### Your objective
Could you render every line of the items below as a Markdown table with two columns, Row for the row number and Text for the line, skipping blank lines and leaving the pictures out?

### Input rows
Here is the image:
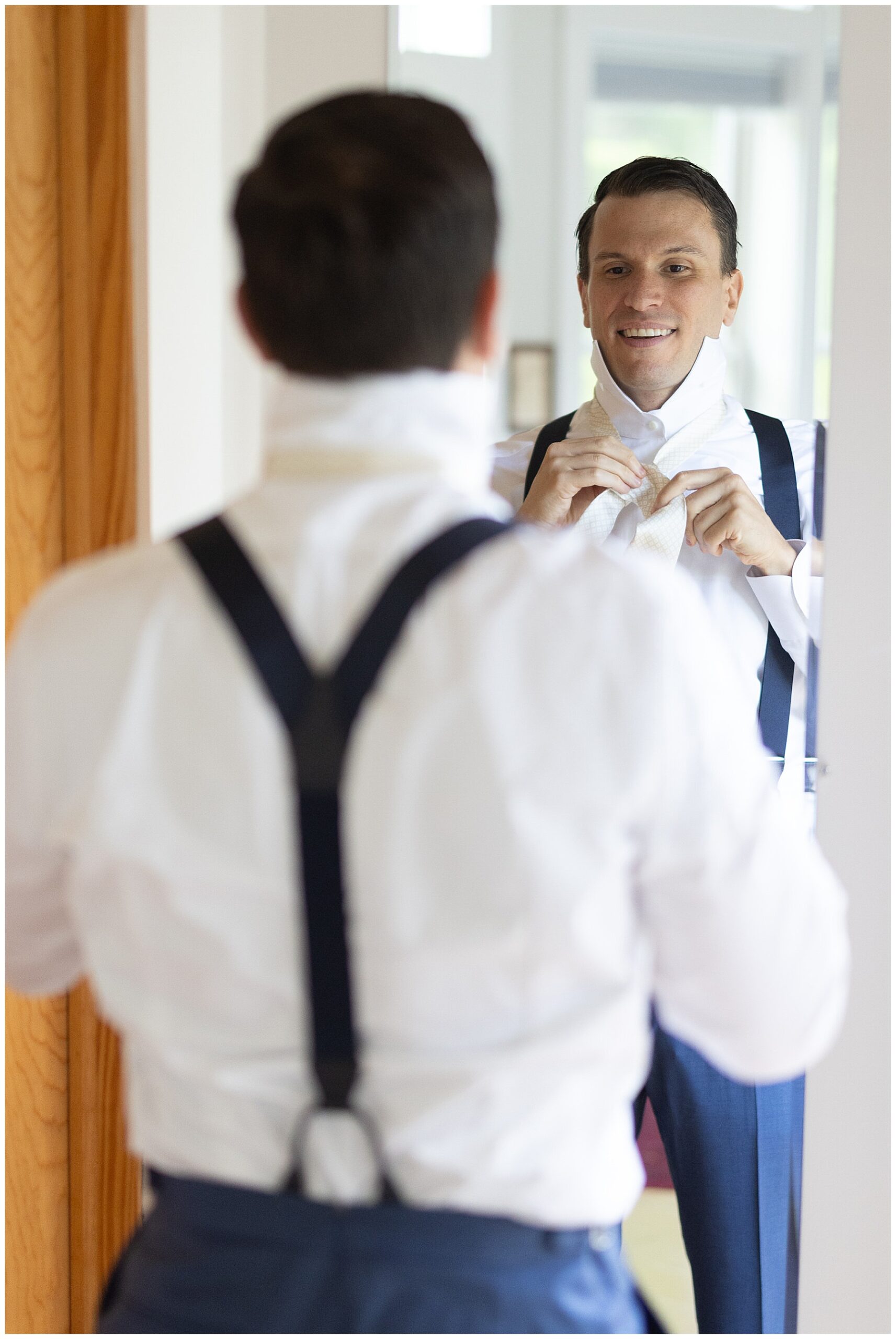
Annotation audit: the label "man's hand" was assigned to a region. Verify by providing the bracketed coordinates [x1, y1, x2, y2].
[654, 469, 797, 576]
[517, 437, 647, 525]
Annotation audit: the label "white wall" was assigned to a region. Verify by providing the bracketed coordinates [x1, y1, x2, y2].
[265, 4, 389, 124]
[800, 5, 892, 1334]
[129, 5, 387, 538]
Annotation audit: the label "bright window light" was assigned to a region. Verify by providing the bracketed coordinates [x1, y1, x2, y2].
[398, 4, 492, 58]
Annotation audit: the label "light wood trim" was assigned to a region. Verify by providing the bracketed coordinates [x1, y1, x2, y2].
[5, 5, 70, 1334]
[5, 5, 63, 634]
[7, 5, 141, 1334]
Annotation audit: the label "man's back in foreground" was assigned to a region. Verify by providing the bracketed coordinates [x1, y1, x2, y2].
[8, 96, 845, 1330]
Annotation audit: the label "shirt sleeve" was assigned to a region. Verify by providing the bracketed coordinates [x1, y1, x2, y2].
[5, 586, 83, 995]
[639, 560, 848, 1082]
[492, 427, 540, 516]
[747, 422, 824, 674]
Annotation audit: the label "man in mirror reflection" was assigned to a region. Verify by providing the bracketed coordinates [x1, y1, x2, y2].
[7, 107, 848, 1334]
[494, 158, 820, 1332]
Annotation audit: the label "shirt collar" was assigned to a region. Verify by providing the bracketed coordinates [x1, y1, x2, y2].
[591, 335, 726, 440]
[264, 370, 494, 490]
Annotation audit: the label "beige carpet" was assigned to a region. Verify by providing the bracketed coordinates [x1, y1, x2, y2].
[623, 1190, 696, 1335]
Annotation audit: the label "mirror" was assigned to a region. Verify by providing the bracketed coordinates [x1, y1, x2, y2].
[389, 4, 840, 1332]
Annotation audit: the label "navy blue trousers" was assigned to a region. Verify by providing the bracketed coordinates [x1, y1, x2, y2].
[636, 1027, 805, 1334]
[98, 1173, 644, 1334]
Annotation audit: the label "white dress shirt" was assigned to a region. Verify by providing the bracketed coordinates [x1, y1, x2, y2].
[7, 372, 846, 1227]
[493, 337, 821, 818]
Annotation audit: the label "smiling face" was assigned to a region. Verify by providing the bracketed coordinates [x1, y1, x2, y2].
[579, 190, 743, 411]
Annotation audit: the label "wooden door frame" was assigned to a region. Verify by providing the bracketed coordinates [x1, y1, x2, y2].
[5, 5, 141, 1334]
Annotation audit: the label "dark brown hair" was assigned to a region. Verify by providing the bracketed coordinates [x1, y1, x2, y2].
[233, 93, 498, 378]
[576, 157, 739, 282]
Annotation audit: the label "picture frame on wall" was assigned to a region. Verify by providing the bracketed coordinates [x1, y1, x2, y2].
[507, 343, 554, 433]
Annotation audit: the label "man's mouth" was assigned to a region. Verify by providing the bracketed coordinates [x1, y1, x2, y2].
[616, 325, 675, 348]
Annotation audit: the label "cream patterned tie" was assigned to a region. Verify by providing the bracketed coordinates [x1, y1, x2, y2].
[579, 396, 724, 566]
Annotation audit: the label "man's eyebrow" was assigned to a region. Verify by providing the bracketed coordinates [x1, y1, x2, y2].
[591, 246, 706, 264]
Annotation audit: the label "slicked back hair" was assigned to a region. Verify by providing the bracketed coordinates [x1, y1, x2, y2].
[233, 91, 498, 378]
[576, 157, 741, 282]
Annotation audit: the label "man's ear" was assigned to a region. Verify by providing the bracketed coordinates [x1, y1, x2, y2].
[236, 284, 275, 363]
[722, 269, 743, 325]
[576, 275, 591, 330]
[451, 270, 501, 372]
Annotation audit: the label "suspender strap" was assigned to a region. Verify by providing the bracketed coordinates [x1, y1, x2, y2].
[806, 423, 827, 790]
[746, 410, 802, 758]
[523, 411, 574, 500]
[178, 517, 507, 1198]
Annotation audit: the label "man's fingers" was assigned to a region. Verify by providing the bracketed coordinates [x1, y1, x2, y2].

### Worked solution
| Row | Text |
|---|---|
| 1 | Here is the image: |
| 2 | Annotation audit: the label "man's hand" was assigned to a region. Verify by providing the bracketed coordinates [x1, y1, x2, y2]. |
| 3 | [654, 469, 797, 576] |
| 4 | [517, 437, 647, 525] |
| 5 | Annotation audit: the label "white wall" was assigned to a region. Verify by providing the bracketed coordinates [x1, y1, x2, y2]. |
| 6 | [265, 4, 389, 124] |
| 7 | [800, 5, 892, 1334] |
| 8 | [129, 5, 387, 538] |
| 9 | Annotation audit: the label "bright window light" was assigned to a region. Verify by providing the bracketed coordinates [x1, y1, x2, y2]. |
| 10 | [398, 4, 492, 58] |
| 11 | Annotation audit: the label "light wood trim" was assigned to a region. Verify by providing the bracketed coordinates [x1, y1, x2, y2]. |
| 12 | [5, 5, 70, 1334] |
| 13 | [5, 5, 63, 634] |
| 14 | [7, 5, 141, 1334] |
| 15 | Annotation audit: the label "man's back in foreground" was assigned to a region. Verify by providing the bracketed coordinates [x1, y1, x2, y2]. |
| 16 | [8, 96, 845, 1330] |
| 17 | Annotation audit: the label "shirt sleeve" was assigned to a region. Verify by providing the bracketed coordinates [x1, y1, x2, y2]. |
| 18 | [5, 586, 83, 995] |
| 19 | [639, 560, 848, 1082] |
| 20 | [492, 427, 540, 516] |
| 21 | [747, 422, 824, 674] |
| 22 | Annotation audit: the label "man in mirror reflection" was assigned to a region. Verify by providing the bracketed coordinates [x1, y1, x2, y2]. |
| 23 | [7, 107, 848, 1334] |
| 24 | [494, 158, 820, 1332] |
| 25 | Annotation audit: the label "shirt collar" was assigned to a region. Verify by providing the bracketed coordinates [x1, y1, x2, y2]. |
| 26 | [591, 335, 726, 440] |
| 27 | [264, 370, 494, 490] |
| 28 | Annotation audit: the label "beige carpet" was assigned to a region. Verify by providing the bracketed coordinates [x1, y1, x2, y2]. |
| 29 | [623, 1190, 696, 1335] |
| 30 | Annotation audit: the label "mirror" was assigned to a region. Verify by providing the bracketed coordinates [x1, y1, x2, y2]. |
| 31 | [389, 4, 840, 1332] |
| 32 | Annotation audit: the label "navy blue trousers" was assigned to a region. Verify by providing the bracketed coordinates [x1, y1, x2, y2]. |
| 33 | [636, 1027, 805, 1334] |
| 34 | [98, 1173, 644, 1334] |
| 35 | Annotation audit: the label "white dress shirt" was assigned to a region. Verify by providing the bracketed coordinates [x1, y1, x2, y2]. |
| 36 | [7, 372, 846, 1227] |
| 37 | [493, 337, 821, 818] |
| 38 | Annotation audit: the label "smiling face" was assigned to a region. Verify by providing the bracketed coordinates [x1, y1, x2, y2]. |
| 39 | [579, 190, 743, 411] |
| 40 | Annotation audit: the label "wooden door frame" was assigned to a region. Verify by providing the bracketed coordinates [x1, y1, x2, y2]. |
| 41 | [5, 5, 141, 1334] |
| 42 | Annotation audit: the label "dark brown hair" was assigned to a region. Verify by providing the bracketed coordinates [x1, y1, x2, y2]. |
| 43 | [233, 93, 498, 378] |
| 44 | [576, 157, 739, 282] |
| 45 | Annotation audit: the label "picture frame on wall" was assigned to a region. Verify by providing the bracketed coordinates [x1, y1, x2, y2]. |
| 46 | [507, 343, 554, 433] |
| 47 | Annotation audit: the label "man's mouth" was assigned to a region. Verify by providing the bracketed coordinates [x1, y1, x2, y2]. |
| 48 | [616, 325, 675, 348] |
| 49 | Annotation audit: the label "cream patterned tie" was assigned to a region. Verify by providing the bracketed coordinates [x1, y1, x2, y2]. |
| 50 | [579, 396, 724, 566] |
| 51 | Annotation audit: the label "man's eyebrow" was assigned to a region. Verify by providing the bracketed coordinates [x1, y1, x2, y2]. |
| 52 | [591, 246, 706, 264] |
| 53 | Annotation audit: the label "slicked back hair" was assigned to a region. Verify by providing the bracketed coordinates [x1, y1, x2, y2]. |
| 54 | [233, 91, 498, 378] |
| 55 | [576, 157, 741, 282] |
| 56 | Annotation audit: the label "man's ear" was assigned to a region. Verify by providing the bracketed coordinates [x1, y1, x2, y2]. |
| 57 | [236, 284, 275, 363] |
| 58 | [722, 269, 743, 325] |
| 59 | [576, 275, 591, 330] |
| 60 | [451, 270, 501, 372] |
| 61 | Annotation audit: the label "suspender strap" was assigned to a region. Verify by providing the bracketed coordinates [x1, y1, x2, y2]. |
| 62 | [806, 423, 827, 790] |
| 63 | [746, 410, 802, 758] |
| 64 | [523, 411, 574, 500] |
| 65 | [178, 517, 507, 1198] |
| 66 | Annotation audit: the label "man's fingers" was assigned to a region. Verify by providing the bracketed coordinates [x1, y1, x2, y2]. |